#### Task goal
Starting at the line that contains "Where can the tree line", repeat each line exactly until the records end, keeping both the first and the last.
┌─ Data provided
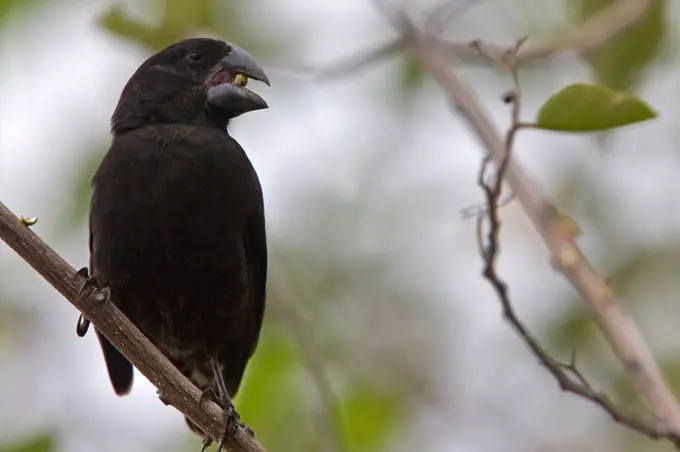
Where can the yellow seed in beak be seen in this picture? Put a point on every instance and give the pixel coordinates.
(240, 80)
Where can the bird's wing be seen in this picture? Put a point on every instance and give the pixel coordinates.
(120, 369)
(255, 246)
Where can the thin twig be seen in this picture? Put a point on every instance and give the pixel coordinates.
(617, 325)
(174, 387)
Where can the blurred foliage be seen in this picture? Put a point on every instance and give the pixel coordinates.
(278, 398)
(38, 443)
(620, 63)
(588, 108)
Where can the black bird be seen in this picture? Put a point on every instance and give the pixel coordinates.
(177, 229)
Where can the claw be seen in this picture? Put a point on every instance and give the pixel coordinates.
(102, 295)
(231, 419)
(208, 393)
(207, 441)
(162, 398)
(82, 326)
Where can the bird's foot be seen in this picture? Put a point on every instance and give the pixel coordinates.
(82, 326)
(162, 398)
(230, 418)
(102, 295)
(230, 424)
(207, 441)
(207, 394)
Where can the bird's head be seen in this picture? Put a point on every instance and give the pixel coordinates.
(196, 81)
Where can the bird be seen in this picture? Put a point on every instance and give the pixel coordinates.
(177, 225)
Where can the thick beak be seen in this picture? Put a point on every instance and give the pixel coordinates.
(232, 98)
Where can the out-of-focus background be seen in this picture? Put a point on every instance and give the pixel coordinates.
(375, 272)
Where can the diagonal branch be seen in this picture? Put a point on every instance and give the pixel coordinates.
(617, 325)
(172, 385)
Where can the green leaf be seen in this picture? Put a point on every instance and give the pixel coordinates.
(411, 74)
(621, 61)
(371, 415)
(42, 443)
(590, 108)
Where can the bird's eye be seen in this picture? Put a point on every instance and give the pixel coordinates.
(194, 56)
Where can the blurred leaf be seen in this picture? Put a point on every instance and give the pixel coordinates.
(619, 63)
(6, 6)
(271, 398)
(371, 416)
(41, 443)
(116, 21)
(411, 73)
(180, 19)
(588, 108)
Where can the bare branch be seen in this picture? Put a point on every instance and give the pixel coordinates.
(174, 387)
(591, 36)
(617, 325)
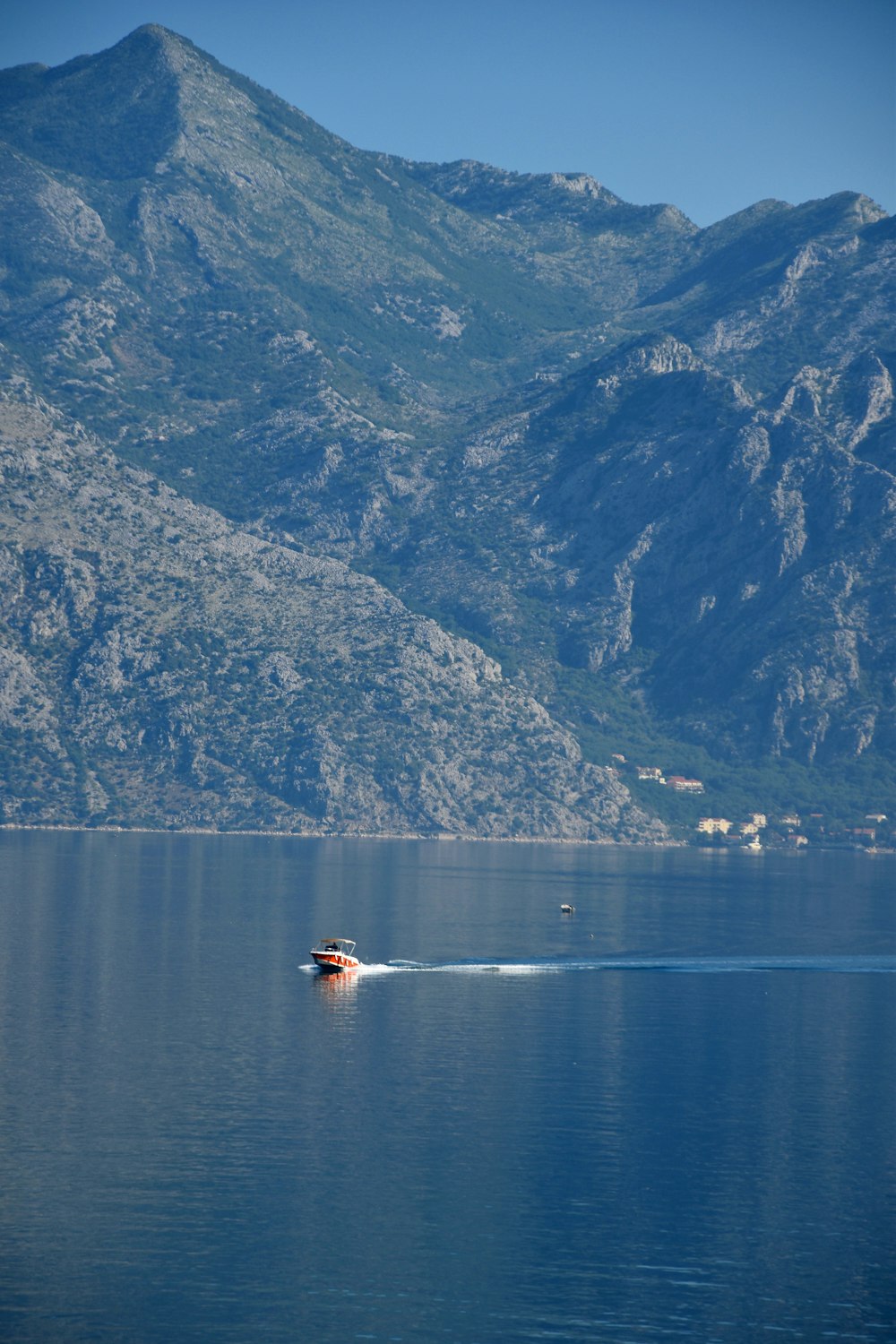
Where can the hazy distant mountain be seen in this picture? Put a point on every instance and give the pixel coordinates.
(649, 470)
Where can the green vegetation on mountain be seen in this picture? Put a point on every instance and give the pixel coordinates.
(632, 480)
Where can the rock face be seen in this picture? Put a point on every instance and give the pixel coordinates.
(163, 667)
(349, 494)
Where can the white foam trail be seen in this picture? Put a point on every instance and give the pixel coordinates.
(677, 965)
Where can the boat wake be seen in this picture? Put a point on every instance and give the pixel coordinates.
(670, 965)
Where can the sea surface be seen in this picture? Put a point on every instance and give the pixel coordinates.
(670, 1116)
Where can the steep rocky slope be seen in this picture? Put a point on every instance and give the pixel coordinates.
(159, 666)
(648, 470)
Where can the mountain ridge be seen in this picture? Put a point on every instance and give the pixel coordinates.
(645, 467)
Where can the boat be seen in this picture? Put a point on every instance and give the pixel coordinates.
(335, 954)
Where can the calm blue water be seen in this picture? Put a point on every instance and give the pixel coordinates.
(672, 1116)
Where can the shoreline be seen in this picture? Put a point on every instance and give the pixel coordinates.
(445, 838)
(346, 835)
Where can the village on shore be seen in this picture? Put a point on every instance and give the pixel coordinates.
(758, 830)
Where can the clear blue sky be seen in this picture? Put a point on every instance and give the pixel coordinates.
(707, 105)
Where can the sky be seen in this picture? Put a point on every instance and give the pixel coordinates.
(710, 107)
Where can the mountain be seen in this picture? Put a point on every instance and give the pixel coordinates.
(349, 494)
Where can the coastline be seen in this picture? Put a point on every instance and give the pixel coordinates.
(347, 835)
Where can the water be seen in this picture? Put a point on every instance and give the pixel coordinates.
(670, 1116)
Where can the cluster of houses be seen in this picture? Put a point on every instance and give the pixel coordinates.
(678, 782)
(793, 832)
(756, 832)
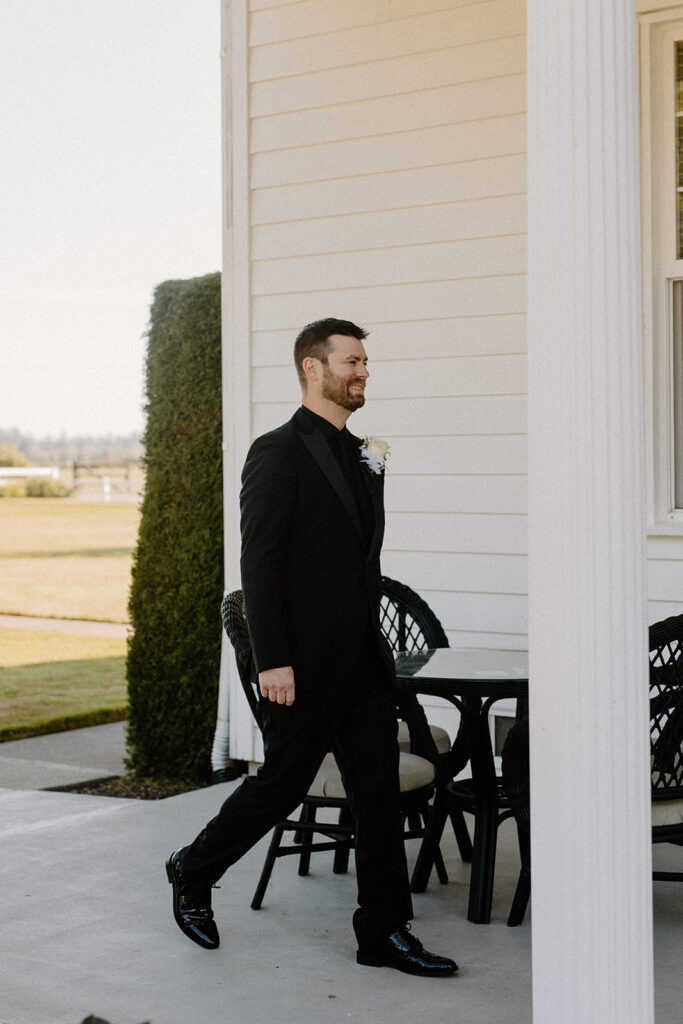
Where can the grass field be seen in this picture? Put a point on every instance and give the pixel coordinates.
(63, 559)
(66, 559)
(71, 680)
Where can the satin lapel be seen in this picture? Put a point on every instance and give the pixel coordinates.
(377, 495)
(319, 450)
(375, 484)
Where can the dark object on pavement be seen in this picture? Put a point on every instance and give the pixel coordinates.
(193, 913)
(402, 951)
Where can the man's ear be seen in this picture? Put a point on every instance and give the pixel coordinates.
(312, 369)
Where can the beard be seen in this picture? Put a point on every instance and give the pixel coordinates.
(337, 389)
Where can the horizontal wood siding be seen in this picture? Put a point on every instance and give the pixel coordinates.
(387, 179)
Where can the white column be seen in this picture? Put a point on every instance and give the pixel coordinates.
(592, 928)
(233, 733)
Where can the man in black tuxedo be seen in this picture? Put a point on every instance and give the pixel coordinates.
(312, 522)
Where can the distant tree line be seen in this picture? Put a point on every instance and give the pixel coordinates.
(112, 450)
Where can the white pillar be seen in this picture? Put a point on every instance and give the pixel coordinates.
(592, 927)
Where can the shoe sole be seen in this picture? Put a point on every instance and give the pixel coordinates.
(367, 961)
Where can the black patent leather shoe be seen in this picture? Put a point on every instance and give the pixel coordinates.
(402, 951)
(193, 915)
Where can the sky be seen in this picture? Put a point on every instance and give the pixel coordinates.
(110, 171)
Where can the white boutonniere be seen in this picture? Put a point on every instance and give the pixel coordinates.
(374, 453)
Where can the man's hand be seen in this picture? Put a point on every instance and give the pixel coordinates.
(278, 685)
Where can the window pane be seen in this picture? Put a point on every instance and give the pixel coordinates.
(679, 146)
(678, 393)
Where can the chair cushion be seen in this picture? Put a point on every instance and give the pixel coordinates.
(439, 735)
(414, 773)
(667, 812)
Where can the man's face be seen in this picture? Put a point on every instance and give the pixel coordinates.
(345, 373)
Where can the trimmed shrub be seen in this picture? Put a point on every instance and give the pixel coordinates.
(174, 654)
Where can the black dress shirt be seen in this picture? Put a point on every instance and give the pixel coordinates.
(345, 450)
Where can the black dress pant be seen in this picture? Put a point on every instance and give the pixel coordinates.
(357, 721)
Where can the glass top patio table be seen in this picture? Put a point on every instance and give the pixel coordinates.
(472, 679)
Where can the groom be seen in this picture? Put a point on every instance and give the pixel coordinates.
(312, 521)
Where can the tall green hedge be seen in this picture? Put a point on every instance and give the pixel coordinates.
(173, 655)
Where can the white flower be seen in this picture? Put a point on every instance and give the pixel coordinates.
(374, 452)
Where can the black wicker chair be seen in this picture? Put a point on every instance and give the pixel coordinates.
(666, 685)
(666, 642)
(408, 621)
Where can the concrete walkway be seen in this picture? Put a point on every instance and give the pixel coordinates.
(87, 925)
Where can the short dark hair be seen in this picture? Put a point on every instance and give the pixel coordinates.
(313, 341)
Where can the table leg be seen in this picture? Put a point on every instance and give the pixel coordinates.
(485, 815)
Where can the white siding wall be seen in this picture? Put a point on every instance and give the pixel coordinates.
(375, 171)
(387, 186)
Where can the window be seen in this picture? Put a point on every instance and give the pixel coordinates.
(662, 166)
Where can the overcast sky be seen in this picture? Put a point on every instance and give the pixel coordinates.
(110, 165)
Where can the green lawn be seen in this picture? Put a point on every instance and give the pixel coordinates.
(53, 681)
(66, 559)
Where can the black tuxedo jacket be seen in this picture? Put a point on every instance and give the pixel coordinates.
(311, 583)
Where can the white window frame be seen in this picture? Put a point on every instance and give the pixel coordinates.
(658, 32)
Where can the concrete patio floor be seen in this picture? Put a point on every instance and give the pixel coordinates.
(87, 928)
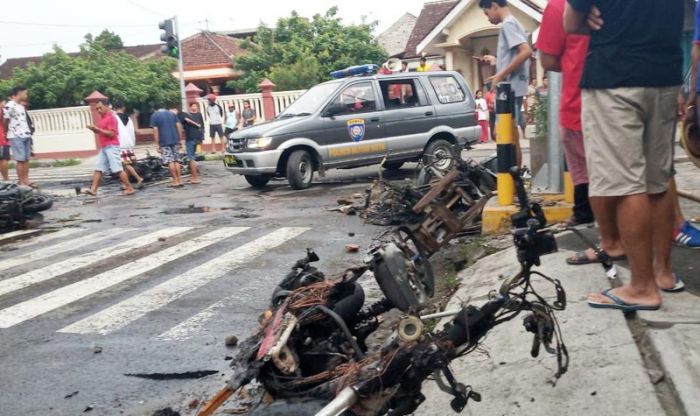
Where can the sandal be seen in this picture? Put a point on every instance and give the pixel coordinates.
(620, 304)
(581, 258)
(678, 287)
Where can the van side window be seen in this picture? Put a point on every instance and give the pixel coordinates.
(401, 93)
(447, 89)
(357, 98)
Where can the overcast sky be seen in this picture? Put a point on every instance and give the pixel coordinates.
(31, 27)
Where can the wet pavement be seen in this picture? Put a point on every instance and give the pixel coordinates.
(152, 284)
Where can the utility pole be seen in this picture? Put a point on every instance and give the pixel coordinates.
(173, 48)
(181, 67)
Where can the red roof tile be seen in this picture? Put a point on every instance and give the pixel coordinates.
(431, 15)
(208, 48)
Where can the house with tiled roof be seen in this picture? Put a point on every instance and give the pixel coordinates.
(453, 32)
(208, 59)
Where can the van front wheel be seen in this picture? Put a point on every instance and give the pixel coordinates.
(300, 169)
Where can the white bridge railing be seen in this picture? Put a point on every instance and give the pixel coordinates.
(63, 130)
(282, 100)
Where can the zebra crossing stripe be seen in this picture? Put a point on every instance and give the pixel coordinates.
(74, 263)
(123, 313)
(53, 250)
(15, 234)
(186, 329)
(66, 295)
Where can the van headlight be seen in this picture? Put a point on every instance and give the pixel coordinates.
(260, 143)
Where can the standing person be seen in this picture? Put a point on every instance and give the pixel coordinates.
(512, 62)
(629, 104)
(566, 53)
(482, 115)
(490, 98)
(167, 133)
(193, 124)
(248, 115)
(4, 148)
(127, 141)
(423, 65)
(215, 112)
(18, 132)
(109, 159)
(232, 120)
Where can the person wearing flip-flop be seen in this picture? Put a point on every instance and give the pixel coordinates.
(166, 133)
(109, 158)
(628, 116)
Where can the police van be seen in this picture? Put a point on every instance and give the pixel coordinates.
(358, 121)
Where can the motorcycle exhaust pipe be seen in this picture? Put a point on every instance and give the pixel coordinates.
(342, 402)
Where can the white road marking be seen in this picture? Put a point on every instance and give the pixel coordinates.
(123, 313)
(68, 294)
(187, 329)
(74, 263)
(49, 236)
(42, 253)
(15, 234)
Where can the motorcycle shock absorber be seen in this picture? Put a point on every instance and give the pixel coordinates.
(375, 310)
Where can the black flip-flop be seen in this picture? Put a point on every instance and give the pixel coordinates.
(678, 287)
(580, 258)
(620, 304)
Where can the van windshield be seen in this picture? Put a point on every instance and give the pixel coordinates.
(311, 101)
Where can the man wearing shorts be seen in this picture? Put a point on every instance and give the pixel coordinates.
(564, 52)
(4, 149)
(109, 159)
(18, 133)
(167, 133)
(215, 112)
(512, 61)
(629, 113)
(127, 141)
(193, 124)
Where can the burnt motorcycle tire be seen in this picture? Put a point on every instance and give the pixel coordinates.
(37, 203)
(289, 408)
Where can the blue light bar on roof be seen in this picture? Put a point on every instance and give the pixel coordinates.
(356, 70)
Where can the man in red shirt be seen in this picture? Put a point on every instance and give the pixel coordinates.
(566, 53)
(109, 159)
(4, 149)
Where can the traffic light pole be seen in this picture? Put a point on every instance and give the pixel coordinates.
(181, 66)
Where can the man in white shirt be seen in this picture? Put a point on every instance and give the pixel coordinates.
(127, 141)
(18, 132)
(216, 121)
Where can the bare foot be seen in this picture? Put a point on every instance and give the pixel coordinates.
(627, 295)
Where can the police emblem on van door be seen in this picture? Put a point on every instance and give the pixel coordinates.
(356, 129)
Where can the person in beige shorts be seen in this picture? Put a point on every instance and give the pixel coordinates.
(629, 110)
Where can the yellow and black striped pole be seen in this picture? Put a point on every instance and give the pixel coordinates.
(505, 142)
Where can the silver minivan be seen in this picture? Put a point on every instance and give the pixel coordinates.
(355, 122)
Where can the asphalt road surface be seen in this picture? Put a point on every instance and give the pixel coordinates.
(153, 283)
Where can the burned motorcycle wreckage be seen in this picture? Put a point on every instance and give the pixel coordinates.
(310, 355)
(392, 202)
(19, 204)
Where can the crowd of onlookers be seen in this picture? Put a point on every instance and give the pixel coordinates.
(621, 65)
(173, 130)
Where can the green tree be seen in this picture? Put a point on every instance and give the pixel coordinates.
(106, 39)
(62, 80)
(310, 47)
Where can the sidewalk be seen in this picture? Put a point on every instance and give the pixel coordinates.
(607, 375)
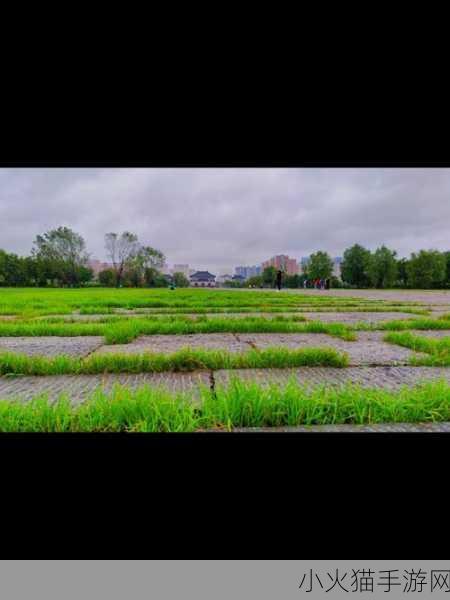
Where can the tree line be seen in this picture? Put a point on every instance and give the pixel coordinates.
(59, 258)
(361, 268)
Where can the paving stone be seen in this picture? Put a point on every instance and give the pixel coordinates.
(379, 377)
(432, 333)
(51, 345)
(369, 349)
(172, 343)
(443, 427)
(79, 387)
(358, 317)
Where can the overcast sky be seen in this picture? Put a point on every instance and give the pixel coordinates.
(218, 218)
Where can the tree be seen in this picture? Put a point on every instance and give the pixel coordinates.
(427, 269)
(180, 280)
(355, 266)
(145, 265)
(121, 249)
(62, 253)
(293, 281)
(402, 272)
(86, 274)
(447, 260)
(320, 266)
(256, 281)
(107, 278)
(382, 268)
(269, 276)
└─
#### Result for this task
Where can the tree line be seen in this picture? Put a point on every instance and give the pixel coordinates.
(59, 258)
(361, 268)
Where can the paving stone be seen in this picture? Put a point on every instance and give the pixel coordinates.
(379, 377)
(432, 333)
(51, 345)
(369, 349)
(172, 343)
(443, 427)
(79, 387)
(358, 317)
Where can the overcast sky be seen in this picture? Put a point on every instance and give the pixel coordinates.
(218, 218)
Where can the tree be seen in this picture? Put a point on every instance and give the pixel coordinates.
(427, 269)
(180, 280)
(355, 266)
(145, 265)
(121, 249)
(62, 253)
(293, 281)
(402, 272)
(86, 274)
(447, 260)
(320, 266)
(256, 281)
(107, 278)
(382, 268)
(269, 276)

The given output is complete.